In the entries below, turn everything from the line containing "Trace the outline of every instance of the clay" down to and including the line containing "81 166 L 86" into a numbered list, leaving out any blank lines.

/---

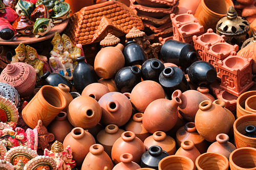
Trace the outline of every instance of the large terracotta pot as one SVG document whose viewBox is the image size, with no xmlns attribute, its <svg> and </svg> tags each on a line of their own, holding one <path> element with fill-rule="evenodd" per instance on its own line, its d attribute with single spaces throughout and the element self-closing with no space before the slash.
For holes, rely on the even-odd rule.
<svg viewBox="0 0 256 170">
<path fill-rule="evenodd" d="M 22 110 L 22 117 L 34 129 L 38 120 L 47 127 L 67 105 L 64 95 L 53 86 L 45 85 Z"/>
</svg>

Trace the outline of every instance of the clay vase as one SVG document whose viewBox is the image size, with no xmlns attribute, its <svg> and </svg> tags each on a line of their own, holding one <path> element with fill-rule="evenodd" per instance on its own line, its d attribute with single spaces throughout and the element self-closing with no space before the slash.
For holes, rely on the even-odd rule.
<svg viewBox="0 0 256 170">
<path fill-rule="evenodd" d="M 81 166 L 86 155 L 89 152 L 90 147 L 96 144 L 95 139 L 89 132 L 82 128 L 76 127 L 71 131 L 64 139 L 63 147 L 70 145 L 72 150 L 73 159 L 76 161 L 77 166 Z"/>
<path fill-rule="evenodd" d="M 98 101 L 102 95 L 110 92 L 110 90 L 104 84 L 94 83 L 86 86 L 81 95 L 89 96 Z"/>
<path fill-rule="evenodd" d="M 189 122 L 194 122 L 197 112 L 199 109 L 199 104 L 209 98 L 195 90 L 187 90 L 183 93 L 180 90 L 175 90 L 172 96 L 180 98 L 182 103 L 179 106 L 179 113 Z"/>
<path fill-rule="evenodd" d="M 115 77 L 117 71 L 124 66 L 124 48 L 118 43 L 115 47 L 107 46 L 101 49 L 95 57 L 94 69 L 100 77 L 108 79 Z M 115 61 L 115 62 L 113 62 Z"/>
<path fill-rule="evenodd" d="M 197 157 L 196 160 L 197 170 L 228 170 L 228 159 L 218 153 L 205 153 Z"/>
<path fill-rule="evenodd" d="M 25 63 L 8 64 L 0 75 L 0 82 L 14 87 L 22 98 L 33 93 L 36 81 L 35 70 Z M 36 121 L 37 124 L 37 121 Z"/>
<path fill-rule="evenodd" d="M 89 129 L 98 124 L 101 118 L 101 108 L 94 99 L 82 95 L 74 99 L 68 109 L 68 118 L 75 127 Z"/>
<path fill-rule="evenodd" d="M 167 132 L 173 128 L 178 119 L 178 107 L 182 103 L 180 98 L 172 100 L 157 99 L 151 102 L 145 110 L 142 124 L 151 133 L 158 131 Z"/>
<path fill-rule="evenodd" d="M 34 129 L 38 120 L 47 127 L 65 108 L 67 101 L 60 90 L 49 85 L 42 86 L 22 110 L 22 117 Z"/>
<path fill-rule="evenodd" d="M 256 169 L 256 149 L 241 148 L 233 151 L 229 156 L 231 170 Z"/>
<path fill-rule="evenodd" d="M 176 143 L 177 148 L 181 147 L 181 142 L 185 140 L 189 140 L 195 143 L 200 153 L 206 152 L 209 144 L 197 131 L 194 122 L 188 122 L 184 127 L 180 128 L 176 132 Z"/>
<path fill-rule="evenodd" d="M 144 141 L 144 145 L 147 150 L 152 146 L 159 146 L 169 155 L 174 155 L 176 152 L 175 140 L 163 132 L 157 131 L 147 137 Z"/>
<path fill-rule="evenodd" d="M 124 94 L 118 92 L 108 93 L 100 99 L 98 103 L 102 110 L 102 125 L 120 127 L 129 120 L 133 111 L 132 104 Z"/>
<path fill-rule="evenodd" d="M 118 163 L 113 170 L 136 170 L 141 167 L 137 163 L 133 161 L 133 155 L 124 153 L 120 156 L 121 162 Z"/>
<path fill-rule="evenodd" d="M 97 76 L 92 66 L 87 63 L 84 56 L 77 57 L 77 65 L 73 72 L 74 87 L 81 93 L 88 85 L 97 82 Z"/>
<path fill-rule="evenodd" d="M 162 159 L 158 164 L 159 170 L 195 170 L 193 161 L 187 157 L 170 155 Z"/>
<path fill-rule="evenodd" d="M 68 114 L 60 112 L 47 127 L 48 132 L 54 135 L 54 139 L 63 143 L 65 137 L 74 129 L 68 119 Z"/>
<path fill-rule="evenodd" d="M 186 156 L 191 159 L 195 163 L 196 159 L 201 154 L 197 149 L 195 147 L 194 142 L 189 140 L 185 140 L 181 142 L 181 146 L 177 151 L 175 155 Z"/>
<path fill-rule="evenodd" d="M 112 161 L 104 151 L 104 148 L 100 144 L 92 145 L 90 152 L 82 163 L 81 170 L 103 169 L 107 166 L 110 169 L 114 167 Z"/>
<path fill-rule="evenodd" d="M 210 100 L 202 102 L 195 118 L 198 133 L 205 140 L 213 142 L 220 133 L 228 134 L 230 129 L 228 114 L 222 107 Z M 208 128 L 211 127 L 211 128 Z"/>
<path fill-rule="evenodd" d="M 142 124 L 143 116 L 142 113 L 135 113 L 133 118 L 124 126 L 125 131 L 134 132 L 136 137 L 141 140 L 142 142 L 147 137 L 151 135 L 151 134 L 144 128 Z"/>
<path fill-rule="evenodd" d="M 216 152 L 225 156 L 228 159 L 229 155 L 237 148 L 228 142 L 229 137 L 225 133 L 220 133 L 216 136 L 217 141 L 208 148 L 207 152 Z"/>
<path fill-rule="evenodd" d="M 97 141 L 104 147 L 104 150 L 111 157 L 111 150 L 116 140 L 124 132 L 116 125 L 109 125 L 97 135 Z"/>
<path fill-rule="evenodd" d="M 141 156 L 145 152 L 146 150 L 143 143 L 136 137 L 135 134 L 126 131 L 114 143 L 111 156 L 114 163 L 116 164 L 121 162 L 120 158 L 122 154 L 130 153 L 133 157 L 132 160 L 140 164 Z"/>
<path fill-rule="evenodd" d="M 67 105 L 62 111 L 64 112 L 67 112 L 68 111 L 68 108 L 69 107 L 69 104 L 73 101 L 72 95 L 69 93 L 70 88 L 64 84 L 59 84 L 58 86 L 54 87 L 58 89 L 62 93 L 62 94 L 65 96 L 66 100 L 67 101 Z M 58 140 L 60 141 L 59 140 Z"/>
</svg>

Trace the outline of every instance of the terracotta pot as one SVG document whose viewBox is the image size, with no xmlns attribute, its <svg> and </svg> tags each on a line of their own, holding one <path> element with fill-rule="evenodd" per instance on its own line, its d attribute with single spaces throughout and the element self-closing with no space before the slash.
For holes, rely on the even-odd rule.
<svg viewBox="0 0 256 170">
<path fill-rule="evenodd" d="M 170 155 L 174 155 L 176 152 L 175 140 L 163 132 L 157 131 L 147 137 L 144 141 L 144 145 L 147 150 L 152 146 L 159 146 Z"/>
<path fill-rule="evenodd" d="M 132 161 L 140 164 L 141 156 L 145 152 L 146 150 L 143 143 L 136 137 L 135 134 L 133 132 L 126 131 L 114 143 L 111 156 L 114 163 L 116 164 L 121 162 L 121 155 L 130 153 L 133 156 Z"/>
<path fill-rule="evenodd" d="M 111 92 L 103 95 L 98 103 L 102 113 L 101 124 L 115 124 L 120 127 L 129 120 L 133 110 L 131 102 L 125 95 Z"/>
<path fill-rule="evenodd" d="M 110 169 L 114 167 L 111 159 L 104 151 L 104 148 L 99 144 L 92 145 L 82 163 L 81 170 L 103 169 L 107 166 Z"/>
<path fill-rule="evenodd" d="M 228 142 L 229 137 L 225 133 L 220 133 L 216 136 L 215 142 L 211 144 L 207 150 L 207 152 L 216 152 L 225 156 L 228 159 L 229 155 L 237 148 Z"/>
<path fill-rule="evenodd" d="M 97 135 L 97 141 L 104 147 L 104 150 L 111 157 L 111 150 L 116 140 L 121 137 L 124 132 L 122 129 L 119 129 L 116 125 L 108 125 Z"/>
<path fill-rule="evenodd" d="M 197 170 L 228 170 L 228 159 L 217 153 L 205 153 L 197 157 L 196 160 Z"/>
<path fill-rule="evenodd" d="M 178 107 L 182 103 L 179 97 L 172 100 L 157 99 L 145 110 L 142 117 L 144 127 L 150 133 L 157 131 L 167 132 L 173 128 L 178 119 Z"/>
<path fill-rule="evenodd" d="M 49 85 L 42 86 L 22 110 L 25 123 L 33 129 L 41 119 L 46 127 L 67 105 L 67 101 L 60 90 Z"/>
<path fill-rule="evenodd" d="M 65 137 L 63 147 L 70 145 L 72 150 L 73 159 L 76 161 L 77 166 L 82 165 L 86 155 L 89 152 L 90 147 L 95 144 L 93 136 L 82 128 L 74 128 Z"/>
<path fill-rule="evenodd" d="M 131 102 L 137 111 L 143 113 L 151 102 L 165 98 L 164 91 L 159 84 L 152 80 L 145 80 L 138 84 L 133 89 Z"/>
<path fill-rule="evenodd" d="M 58 85 L 58 86 L 55 86 L 54 87 L 57 88 L 59 90 L 60 90 L 60 91 L 65 96 L 66 100 L 67 101 L 67 105 L 65 108 L 63 109 L 62 111 L 67 112 L 69 104 L 73 100 L 72 95 L 69 93 L 70 88 L 69 87 L 69 86 L 64 84 L 59 84 Z M 59 140 L 59 141 L 60 141 Z"/>
<path fill-rule="evenodd" d="M 100 77 L 108 79 L 115 77 L 117 71 L 124 66 L 124 48 L 118 43 L 115 47 L 107 46 L 97 54 L 94 60 L 94 69 Z M 115 62 L 112 62 L 115 61 Z"/>
<path fill-rule="evenodd" d="M 158 164 L 159 170 L 194 170 L 193 161 L 185 156 L 170 155 L 162 159 Z"/>
<path fill-rule="evenodd" d="M 201 154 L 197 149 L 195 147 L 195 143 L 193 141 L 185 140 L 181 142 L 181 147 L 179 148 L 175 153 L 175 155 L 186 156 L 191 159 L 195 163 L 196 159 Z"/>
<path fill-rule="evenodd" d="M 246 147 L 236 149 L 229 156 L 231 170 L 256 169 L 256 149 Z"/>
<path fill-rule="evenodd" d="M 81 96 L 74 99 L 68 109 L 68 118 L 75 127 L 89 129 L 98 124 L 101 118 L 101 108 L 94 99 Z"/>
<path fill-rule="evenodd" d="M 60 112 L 47 127 L 48 132 L 54 135 L 54 139 L 63 143 L 65 137 L 74 127 L 68 119 L 68 114 Z"/>
<path fill-rule="evenodd" d="M 180 148 L 181 142 L 185 140 L 193 141 L 201 154 L 206 152 L 209 145 L 208 142 L 198 133 L 194 122 L 188 122 L 176 132 L 177 148 Z"/>
<path fill-rule="evenodd" d="M 142 142 L 147 137 L 151 135 L 151 134 L 145 129 L 142 124 L 143 116 L 142 113 L 136 113 L 124 126 L 126 131 L 134 132 L 136 137 L 141 140 Z"/>
</svg>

\---

### COMPLETED EXERCISE
1. Trace the outline of every instance of the clay vase as one SVG document whose viewBox is the image size, with no xmlns attribute, its <svg> and </svg> tags each on a line of their own, holding one <path> element with fill-rule="evenodd" per instance on its own line, its d attribute with single spaces throughout and the element self-closing with no space before the slash.
2. For holes, rely on the even-odd rule.
3. <svg viewBox="0 0 256 170">
4. <path fill-rule="evenodd" d="M 81 166 L 86 155 L 89 152 L 90 147 L 96 144 L 95 139 L 89 132 L 82 128 L 76 127 L 71 131 L 64 139 L 63 147 L 70 145 L 72 150 L 73 159 L 76 161 L 77 166 Z"/>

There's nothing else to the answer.